- **WHAT THE EXERCISE ASKS**: Please write out the final portion of the records below exactly: the line containing "Mark the black damaged", every line after it, and nothing else.

Collection entries

-=-=-

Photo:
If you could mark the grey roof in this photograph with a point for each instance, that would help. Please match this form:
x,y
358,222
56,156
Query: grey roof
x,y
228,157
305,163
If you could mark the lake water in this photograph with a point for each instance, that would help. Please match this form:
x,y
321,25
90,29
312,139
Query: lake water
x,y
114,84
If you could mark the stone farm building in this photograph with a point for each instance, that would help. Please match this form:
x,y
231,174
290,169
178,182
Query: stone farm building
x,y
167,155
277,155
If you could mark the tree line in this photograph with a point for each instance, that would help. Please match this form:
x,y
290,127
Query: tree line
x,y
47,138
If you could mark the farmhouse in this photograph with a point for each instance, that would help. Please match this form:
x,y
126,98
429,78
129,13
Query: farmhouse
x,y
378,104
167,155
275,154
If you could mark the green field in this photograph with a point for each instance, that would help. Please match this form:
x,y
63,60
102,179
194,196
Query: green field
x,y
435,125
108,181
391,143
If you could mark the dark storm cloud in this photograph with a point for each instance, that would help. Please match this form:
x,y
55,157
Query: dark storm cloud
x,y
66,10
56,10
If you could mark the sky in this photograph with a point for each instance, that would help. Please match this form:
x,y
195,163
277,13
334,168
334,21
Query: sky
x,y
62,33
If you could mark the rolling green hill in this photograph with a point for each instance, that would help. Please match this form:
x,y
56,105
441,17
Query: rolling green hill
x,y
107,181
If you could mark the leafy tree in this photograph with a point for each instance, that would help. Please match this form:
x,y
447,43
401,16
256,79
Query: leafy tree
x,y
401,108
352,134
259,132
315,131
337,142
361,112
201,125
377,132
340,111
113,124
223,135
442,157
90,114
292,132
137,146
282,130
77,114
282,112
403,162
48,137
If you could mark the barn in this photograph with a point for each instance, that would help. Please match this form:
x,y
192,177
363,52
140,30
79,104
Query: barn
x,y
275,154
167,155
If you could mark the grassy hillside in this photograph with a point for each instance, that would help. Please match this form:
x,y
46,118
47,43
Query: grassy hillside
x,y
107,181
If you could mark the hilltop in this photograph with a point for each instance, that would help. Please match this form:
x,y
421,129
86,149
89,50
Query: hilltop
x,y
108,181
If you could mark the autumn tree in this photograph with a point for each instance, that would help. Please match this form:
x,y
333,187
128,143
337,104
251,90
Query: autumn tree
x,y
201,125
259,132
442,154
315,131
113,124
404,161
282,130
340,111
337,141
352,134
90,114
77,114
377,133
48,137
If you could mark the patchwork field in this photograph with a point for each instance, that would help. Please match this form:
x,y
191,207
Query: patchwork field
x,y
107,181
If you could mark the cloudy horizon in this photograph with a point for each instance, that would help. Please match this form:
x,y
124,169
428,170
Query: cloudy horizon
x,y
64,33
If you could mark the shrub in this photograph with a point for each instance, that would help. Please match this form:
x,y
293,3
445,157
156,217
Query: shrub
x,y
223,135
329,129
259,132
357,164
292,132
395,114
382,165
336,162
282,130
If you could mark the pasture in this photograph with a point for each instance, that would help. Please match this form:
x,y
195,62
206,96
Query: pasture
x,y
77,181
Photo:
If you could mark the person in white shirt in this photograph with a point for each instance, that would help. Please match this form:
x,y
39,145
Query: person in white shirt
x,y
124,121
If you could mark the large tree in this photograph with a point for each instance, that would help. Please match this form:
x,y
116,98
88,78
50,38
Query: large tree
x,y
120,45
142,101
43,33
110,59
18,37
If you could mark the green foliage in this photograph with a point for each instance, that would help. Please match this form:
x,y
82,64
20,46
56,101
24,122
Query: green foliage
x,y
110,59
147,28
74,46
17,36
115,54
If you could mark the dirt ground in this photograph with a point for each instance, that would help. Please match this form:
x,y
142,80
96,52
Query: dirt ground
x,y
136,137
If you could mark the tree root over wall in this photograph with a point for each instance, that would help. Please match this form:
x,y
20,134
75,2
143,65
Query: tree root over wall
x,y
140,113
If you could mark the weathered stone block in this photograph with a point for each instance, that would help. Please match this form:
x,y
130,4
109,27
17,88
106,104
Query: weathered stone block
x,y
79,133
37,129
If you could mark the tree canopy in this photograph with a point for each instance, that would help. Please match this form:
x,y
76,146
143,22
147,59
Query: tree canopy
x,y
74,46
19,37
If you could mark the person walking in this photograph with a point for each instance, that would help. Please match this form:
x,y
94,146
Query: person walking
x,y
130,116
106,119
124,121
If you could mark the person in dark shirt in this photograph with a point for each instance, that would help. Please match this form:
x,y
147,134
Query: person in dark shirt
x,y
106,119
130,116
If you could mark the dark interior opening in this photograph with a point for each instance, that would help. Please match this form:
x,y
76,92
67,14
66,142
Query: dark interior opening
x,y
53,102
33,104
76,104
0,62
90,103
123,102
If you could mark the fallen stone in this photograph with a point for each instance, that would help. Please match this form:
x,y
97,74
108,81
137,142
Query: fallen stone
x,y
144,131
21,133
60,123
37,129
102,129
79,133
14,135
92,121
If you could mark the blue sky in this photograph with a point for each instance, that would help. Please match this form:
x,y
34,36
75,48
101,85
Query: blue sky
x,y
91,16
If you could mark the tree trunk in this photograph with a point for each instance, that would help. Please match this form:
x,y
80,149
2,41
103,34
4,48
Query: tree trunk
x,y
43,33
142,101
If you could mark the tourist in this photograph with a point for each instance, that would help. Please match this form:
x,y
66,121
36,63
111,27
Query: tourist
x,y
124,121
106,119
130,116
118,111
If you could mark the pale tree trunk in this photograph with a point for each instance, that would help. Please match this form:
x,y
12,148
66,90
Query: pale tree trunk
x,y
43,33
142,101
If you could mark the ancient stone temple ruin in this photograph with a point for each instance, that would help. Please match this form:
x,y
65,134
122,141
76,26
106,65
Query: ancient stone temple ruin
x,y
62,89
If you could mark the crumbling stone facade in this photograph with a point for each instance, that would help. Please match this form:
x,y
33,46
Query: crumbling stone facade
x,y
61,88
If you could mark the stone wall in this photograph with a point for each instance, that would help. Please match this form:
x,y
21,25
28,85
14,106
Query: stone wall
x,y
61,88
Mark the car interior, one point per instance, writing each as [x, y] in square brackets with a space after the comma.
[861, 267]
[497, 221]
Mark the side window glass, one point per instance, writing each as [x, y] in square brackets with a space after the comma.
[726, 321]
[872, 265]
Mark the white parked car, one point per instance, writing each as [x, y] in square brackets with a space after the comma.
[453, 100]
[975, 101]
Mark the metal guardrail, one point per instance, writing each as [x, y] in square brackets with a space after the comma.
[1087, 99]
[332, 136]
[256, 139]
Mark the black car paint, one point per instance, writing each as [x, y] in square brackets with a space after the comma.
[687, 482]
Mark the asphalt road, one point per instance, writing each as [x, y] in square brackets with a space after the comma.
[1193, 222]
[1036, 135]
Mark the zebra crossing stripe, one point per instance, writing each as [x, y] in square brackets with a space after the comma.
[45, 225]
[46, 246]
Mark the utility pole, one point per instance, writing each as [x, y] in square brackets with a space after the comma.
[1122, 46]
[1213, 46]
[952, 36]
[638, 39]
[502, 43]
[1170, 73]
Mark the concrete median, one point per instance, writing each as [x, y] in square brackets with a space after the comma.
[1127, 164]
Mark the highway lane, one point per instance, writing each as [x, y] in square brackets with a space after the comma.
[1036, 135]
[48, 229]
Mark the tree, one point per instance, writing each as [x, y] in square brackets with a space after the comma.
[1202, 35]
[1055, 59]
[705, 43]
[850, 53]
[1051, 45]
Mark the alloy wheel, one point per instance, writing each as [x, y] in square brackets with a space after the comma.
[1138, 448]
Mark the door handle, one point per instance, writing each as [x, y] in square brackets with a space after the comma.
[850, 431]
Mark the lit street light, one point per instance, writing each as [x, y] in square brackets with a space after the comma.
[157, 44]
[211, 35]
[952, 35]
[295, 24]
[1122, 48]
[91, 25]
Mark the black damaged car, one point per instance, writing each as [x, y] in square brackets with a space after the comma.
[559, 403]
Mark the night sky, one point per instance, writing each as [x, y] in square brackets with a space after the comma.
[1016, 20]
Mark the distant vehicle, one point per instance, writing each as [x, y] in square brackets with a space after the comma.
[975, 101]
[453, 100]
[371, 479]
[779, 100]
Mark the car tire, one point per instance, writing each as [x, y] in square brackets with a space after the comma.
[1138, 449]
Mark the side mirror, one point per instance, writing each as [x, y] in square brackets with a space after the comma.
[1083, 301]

-=-=-

- **ANSWER BOX**:
Mark the black damaged car, one point per instance, writing each as [x, y] in square brackets with a space after the comma.
[559, 403]
Mark the night sky, one point per instance, writing each as [x, y] in square brackets with a space after the comma.
[1016, 20]
Mark the distant vehicle, one point per instance, writing each as [x, y] in square brackets with a space after the comma.
[975, 101]
[453, 100]
[371, 479]
[779, 100]
Mark the car tire, one point per instance, writing each as [x, y] in square brackets with a space after the comma.
[1138, 449]
Mark the side mirror, one point per instance, writing each as [x, y] in square brackets with a space after the comma.
[1083, 301]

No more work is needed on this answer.